Problem statement:
Recast the listing below as a numbered list, omitting any blank lines.

Segmentation data:
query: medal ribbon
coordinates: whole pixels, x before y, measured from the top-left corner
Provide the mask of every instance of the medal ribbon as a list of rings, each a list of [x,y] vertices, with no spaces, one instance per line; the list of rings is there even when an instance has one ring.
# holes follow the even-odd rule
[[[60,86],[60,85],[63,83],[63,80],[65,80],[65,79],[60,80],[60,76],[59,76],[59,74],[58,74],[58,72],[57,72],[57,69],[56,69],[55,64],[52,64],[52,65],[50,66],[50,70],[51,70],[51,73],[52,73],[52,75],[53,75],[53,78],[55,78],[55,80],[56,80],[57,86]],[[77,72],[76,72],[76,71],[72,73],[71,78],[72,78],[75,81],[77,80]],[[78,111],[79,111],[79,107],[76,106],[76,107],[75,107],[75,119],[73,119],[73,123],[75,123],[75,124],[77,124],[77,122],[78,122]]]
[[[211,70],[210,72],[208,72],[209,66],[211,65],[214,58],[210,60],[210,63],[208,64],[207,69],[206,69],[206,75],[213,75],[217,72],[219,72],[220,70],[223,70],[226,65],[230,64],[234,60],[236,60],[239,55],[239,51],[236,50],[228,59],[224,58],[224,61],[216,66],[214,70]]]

The reply:
1. query: medal ribbon
2. coordinates: whole pixels, x before y, measured from the top-left corner
3. Provide the mask of every instance of the medal ribbon as a list of rings, each a list of [x,y] vertices, with no spaces, one instance per line; the list of rings is there even when an instance has one ring.
4. # holes follow the even-odd rule
5. [[[60,86],[60,85],[63,83],[63,80],[65,80],[65,79],[60,80],[60,76],[59,76],[59,74],[58,74],[58,72],[57,72],[57,69],[56,69],[55,64],[52,64],[52,65],[50,66],[50,70],[51,70],[51,73],[52,73],[52,75],[53,75],[53,78],[55,78],[55,80],[56,80],[57,86]],[[77,72],[76,72],[76,71],[72,73],[71,78],[72,78],[75,81],[77,80]],[[78,111],[79,111],[79,107],[76,106],[76,107],[75,107],[75,119],[73,119],[73,123],[75,123],[75,124],[77,124],[77,122],[78,122]]]
6. [[[211,70],[210,72],[208,72],[209,66],[211,65],[214,58],[210,60],[210,63],[208,64],[207,69],[206,69],[206,75],[213,75],[217,72],[219,72],[220,70],[223,70],[226,65],[230,64],[234,60],[236,60],[239,55],[239,51],[236,50],[228,59],[224,58],[224,61],[216,66],[214,70]]]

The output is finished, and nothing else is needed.